__Text__
────

= Blood Pressure (film) =

2012 film directed by Sean Garrity

Blood Pressure is a 2012 Canadian film co-written, directed and produced by Sean Garrity. The film stars Michelle Giroux as a pharmacist who is unhappy with her life and marriage, who starts to receive letters from an anonymous admirer, asking her to undertake increasingly risky activities.

==Production==
The idea for the film originated in a writer's group in the Neighbourhood Bookstore and Cafe in Wolseley, Winnipeg, and is based on a story by the film's cowriter Bill Fugler. Garrity then added narrative elements to bring the idea to the big screen. The director had planned to shoot the film in Winnipeg when a sudden career opportunity for his wife led to them relocating to Toronto. Garrity found the expense of shooting in a big city to be financially and physically draining, compared to his experiences in his native Winnipeg. In an effort to find a big enough house for the film's middle-class main characters, who would not be able to afford such a large residence in Toronto, Garrity ended up filming in suburban Richmond Hill, Ontario.

────

__Data for analysis__

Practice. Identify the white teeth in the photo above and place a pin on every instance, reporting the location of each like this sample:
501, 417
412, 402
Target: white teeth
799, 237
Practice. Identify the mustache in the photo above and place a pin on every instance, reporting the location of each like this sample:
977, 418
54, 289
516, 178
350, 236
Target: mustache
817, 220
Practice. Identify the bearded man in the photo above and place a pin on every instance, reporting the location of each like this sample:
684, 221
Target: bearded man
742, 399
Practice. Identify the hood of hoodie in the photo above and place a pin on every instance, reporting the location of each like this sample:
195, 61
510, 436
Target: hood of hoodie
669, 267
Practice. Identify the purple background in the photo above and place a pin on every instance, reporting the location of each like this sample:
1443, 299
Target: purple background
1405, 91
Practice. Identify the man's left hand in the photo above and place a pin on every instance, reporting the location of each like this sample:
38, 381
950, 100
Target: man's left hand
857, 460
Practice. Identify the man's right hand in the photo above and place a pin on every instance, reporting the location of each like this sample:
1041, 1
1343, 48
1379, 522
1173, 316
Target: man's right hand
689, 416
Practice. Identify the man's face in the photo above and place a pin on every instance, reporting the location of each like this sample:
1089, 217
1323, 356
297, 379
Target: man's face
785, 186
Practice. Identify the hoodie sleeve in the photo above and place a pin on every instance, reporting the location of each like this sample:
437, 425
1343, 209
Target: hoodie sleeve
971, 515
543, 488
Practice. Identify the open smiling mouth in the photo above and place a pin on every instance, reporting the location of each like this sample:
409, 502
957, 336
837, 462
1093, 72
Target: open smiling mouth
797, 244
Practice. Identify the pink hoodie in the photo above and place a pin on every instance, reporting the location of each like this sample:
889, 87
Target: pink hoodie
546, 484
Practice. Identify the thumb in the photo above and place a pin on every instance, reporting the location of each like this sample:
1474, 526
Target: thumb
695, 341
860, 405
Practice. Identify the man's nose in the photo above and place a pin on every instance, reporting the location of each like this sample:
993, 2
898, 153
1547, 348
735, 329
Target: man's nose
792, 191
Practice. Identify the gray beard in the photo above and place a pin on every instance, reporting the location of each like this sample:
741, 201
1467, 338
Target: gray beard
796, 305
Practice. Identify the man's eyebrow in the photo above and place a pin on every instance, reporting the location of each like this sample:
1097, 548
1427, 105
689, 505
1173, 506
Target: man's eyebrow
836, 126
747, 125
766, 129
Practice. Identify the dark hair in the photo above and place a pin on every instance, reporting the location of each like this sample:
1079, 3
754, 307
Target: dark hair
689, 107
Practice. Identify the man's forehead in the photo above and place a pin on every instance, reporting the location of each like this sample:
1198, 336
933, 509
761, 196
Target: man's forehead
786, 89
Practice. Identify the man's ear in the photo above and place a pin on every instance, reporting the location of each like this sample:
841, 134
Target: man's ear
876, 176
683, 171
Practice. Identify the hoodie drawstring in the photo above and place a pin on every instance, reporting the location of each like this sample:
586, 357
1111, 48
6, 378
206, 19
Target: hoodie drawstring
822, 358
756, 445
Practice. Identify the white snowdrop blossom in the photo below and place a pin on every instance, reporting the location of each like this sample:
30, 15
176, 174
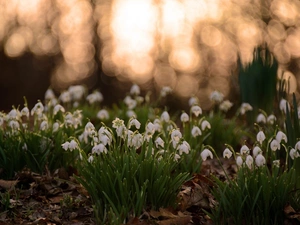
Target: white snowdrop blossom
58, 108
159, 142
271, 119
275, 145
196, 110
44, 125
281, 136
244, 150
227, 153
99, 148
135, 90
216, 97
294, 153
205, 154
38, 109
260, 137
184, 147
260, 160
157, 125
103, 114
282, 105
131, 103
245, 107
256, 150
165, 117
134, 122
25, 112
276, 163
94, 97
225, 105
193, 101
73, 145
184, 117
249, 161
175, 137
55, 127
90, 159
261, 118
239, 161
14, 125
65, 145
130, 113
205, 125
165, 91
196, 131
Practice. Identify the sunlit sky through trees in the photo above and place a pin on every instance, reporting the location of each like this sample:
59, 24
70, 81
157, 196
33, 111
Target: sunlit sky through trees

────

__Problems and tasks__
**1.** Answer these questions from the text about the film Blood Pressure:
(a) Which actress plays the pharmacist?
(b) Where did the idea for the film first come up?
(c) In what place was the film finally shot?
**2.** Write what comes next in the article on the film Blood Pressure, starting after its last sentence.
The items have nothing to do with what comes next.

__Answer list__
**1.**
(a) Michelle Giroux
(b) In a writer's group at the Neighbourhood Bookstore and Cafe in Wolseley, Winnipeg
(c) In suburban Richmond Hill, Ontario

**2.**
Giroux, better known as a stage actress and friend of cast member Jonas Chernick, was originally brought in simply to read with the male actors during pre-production. But she so impressed Garrity that she was chosen for lead role over other actresses with more film experience.

==Release==
Blood Pressure premiered in Winnipeg on February 22, 2013 with sold out screenings at the city's Cinematheque, followed by a run at the Empire Theatres 8 in Grant Park, Winnipeg starting Mar. 8. The film opened in Toronto at The Royal Theatre on March 15, and was moved to the Carlton Theatre on March 22, where it was held over. The film reportedly averaged $3000 per screen in Toronto and Winnipeg, according to distributor Flying Horsie Films.